Sir yessir!!! That is a fantastic post... 

Gary


----------



## GASoline71 (Aug 13, 2010)

RandyMac said:


> Thanks Gary, I must be slippin'



You bet pard'... We used to get chastised by the old sawbuck on the crew if the buckin' crew used wedges... 

"Wedges are for fallers and queers... you ain't no faller."



Gary


----------



## Burvol (Aug 13, 2010)

Learn to use all that weight to your advantage. Moving your cut around or over, can shift weight to your play. 

Also: Don't buck the damn log from the easy open side when dealing with wound up or loaded timber. It can break your legs. Don't ask me how I know. I did not bust my leg, but I have been spanked so hard I was thrown 20 feet foreward, propeled by my shins. I laid at home for a few days and drank beers. 

What Burv says lol: The side that opens easy in a bind will break your legs. 

Now then: Many agree/disagree on putting a boot up on the log during the buck. I love it. If in doubt, it aids in telling me what the pressure is doing, not just my bar reading alone. If you happen to be in bind, it will throw you back and away from danger. Want a sprained knee or busted leg?


----------



## Brian13 (Aug 13, 2010)

Just subscribing. Hope to learn a thing or two.


----------



## donthraen (Aug 13, 2010)

RECORD EXCERPTS:
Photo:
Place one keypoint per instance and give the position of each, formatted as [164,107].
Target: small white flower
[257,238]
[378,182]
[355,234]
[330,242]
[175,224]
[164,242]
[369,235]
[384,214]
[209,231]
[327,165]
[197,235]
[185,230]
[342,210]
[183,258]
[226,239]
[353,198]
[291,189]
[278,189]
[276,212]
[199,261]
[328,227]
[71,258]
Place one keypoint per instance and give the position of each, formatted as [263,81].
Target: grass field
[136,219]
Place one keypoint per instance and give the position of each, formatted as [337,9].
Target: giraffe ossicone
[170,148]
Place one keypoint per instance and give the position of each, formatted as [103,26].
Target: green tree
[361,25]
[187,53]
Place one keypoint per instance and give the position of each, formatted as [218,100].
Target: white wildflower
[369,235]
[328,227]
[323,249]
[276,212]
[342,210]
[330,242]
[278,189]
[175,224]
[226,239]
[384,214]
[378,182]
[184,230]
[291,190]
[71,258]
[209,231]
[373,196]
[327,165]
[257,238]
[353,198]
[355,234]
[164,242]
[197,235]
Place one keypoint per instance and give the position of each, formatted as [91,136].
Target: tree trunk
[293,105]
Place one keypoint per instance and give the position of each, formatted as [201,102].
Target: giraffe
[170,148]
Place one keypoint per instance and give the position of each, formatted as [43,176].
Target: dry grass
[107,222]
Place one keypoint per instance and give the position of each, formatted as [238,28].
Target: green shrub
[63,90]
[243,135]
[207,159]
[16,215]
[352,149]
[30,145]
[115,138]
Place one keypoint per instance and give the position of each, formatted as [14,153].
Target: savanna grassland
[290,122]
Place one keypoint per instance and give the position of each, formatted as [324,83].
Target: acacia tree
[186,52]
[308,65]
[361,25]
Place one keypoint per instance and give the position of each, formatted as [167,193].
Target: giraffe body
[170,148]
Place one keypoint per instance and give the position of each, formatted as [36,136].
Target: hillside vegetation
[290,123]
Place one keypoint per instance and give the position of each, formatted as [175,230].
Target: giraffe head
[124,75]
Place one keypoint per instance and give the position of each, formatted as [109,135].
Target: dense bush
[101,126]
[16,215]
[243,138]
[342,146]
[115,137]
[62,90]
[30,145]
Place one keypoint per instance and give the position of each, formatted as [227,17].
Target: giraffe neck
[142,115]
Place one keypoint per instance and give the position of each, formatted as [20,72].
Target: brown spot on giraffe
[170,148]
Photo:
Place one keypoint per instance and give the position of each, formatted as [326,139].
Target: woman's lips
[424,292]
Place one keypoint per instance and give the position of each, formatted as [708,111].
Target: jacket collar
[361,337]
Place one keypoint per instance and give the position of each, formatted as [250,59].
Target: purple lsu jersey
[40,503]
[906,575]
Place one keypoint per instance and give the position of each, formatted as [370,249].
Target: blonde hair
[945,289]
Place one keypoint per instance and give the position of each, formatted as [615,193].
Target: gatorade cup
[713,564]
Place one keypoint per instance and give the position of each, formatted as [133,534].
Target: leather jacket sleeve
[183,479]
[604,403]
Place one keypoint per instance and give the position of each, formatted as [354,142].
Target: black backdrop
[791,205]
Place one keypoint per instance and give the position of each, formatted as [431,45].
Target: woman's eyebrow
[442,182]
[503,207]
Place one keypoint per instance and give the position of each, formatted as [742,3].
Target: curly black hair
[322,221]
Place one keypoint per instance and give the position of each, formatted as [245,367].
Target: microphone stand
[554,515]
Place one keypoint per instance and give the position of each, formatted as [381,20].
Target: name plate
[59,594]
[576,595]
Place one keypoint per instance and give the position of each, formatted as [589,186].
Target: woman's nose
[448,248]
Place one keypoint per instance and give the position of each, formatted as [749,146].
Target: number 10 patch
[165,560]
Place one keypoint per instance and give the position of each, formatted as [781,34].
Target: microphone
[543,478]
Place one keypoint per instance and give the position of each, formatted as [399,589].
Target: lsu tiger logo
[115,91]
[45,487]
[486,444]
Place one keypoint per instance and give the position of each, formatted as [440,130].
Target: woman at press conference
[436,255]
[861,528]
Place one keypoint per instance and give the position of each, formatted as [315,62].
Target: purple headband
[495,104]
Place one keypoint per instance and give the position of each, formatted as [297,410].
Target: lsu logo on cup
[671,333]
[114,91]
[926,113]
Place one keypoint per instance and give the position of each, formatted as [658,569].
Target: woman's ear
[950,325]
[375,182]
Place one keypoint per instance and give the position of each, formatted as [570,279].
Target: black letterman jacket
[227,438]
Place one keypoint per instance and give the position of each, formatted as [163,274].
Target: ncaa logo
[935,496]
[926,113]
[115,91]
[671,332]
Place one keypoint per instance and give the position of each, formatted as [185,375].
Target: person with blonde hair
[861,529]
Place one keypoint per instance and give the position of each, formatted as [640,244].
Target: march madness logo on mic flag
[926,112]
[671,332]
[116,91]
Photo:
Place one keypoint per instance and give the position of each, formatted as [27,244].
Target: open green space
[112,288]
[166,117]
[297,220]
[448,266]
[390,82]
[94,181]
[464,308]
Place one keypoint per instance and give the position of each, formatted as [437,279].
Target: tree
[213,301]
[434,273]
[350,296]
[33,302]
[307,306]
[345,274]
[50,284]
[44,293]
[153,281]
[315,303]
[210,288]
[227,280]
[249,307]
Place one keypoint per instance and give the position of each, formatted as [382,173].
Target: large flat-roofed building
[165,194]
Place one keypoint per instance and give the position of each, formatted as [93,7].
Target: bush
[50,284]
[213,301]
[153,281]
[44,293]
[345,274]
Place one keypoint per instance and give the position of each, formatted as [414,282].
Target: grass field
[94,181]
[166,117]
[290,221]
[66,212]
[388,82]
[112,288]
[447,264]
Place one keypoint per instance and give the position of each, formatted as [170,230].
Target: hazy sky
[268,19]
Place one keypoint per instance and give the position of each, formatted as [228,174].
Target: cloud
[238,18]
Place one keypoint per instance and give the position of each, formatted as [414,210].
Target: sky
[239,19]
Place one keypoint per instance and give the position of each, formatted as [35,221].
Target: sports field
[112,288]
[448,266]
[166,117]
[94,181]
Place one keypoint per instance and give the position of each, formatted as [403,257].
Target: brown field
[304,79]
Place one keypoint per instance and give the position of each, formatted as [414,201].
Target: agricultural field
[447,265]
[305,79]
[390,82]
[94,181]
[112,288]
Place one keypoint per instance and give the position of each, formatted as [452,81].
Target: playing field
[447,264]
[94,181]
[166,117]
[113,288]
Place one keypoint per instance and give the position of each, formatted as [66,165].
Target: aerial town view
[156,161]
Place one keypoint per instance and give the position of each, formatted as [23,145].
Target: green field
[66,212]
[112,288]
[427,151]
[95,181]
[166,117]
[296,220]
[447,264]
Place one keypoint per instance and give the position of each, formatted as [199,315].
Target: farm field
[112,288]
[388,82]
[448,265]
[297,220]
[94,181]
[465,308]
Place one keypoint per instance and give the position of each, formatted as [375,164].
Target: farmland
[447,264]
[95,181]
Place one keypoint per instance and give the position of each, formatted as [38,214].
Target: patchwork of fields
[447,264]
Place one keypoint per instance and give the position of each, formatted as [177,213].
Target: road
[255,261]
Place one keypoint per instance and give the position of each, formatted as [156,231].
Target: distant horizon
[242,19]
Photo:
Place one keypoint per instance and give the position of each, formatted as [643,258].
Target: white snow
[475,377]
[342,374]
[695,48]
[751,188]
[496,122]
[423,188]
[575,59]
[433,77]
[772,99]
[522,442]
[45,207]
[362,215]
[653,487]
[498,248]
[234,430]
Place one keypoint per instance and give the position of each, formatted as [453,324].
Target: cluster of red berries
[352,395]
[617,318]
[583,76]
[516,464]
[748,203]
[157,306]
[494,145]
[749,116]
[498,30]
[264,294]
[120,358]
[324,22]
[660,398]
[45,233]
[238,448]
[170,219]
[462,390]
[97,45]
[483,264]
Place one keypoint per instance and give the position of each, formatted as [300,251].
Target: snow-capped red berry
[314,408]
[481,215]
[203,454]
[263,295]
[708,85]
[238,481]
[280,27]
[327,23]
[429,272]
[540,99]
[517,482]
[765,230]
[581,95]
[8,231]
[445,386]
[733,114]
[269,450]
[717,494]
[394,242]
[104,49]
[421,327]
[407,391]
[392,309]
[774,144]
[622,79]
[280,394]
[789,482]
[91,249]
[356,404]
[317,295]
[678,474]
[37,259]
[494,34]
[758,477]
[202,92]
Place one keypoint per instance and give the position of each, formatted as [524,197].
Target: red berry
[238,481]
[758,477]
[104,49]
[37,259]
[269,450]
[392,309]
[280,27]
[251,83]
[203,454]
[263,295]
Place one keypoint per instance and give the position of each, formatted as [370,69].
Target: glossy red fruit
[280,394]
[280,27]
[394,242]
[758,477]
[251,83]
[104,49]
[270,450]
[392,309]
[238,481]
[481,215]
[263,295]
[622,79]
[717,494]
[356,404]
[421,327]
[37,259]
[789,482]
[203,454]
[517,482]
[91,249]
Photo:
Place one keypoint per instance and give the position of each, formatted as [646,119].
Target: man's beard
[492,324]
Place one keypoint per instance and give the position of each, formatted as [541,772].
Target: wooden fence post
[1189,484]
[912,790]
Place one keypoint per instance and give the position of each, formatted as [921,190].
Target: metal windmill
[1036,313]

WRITTEN REQUEST:
In the forum thread on bucking logs, how far does Burvol say he was thrown forward by loaded timber?

EXERCISE RESPONSE:
20 feet.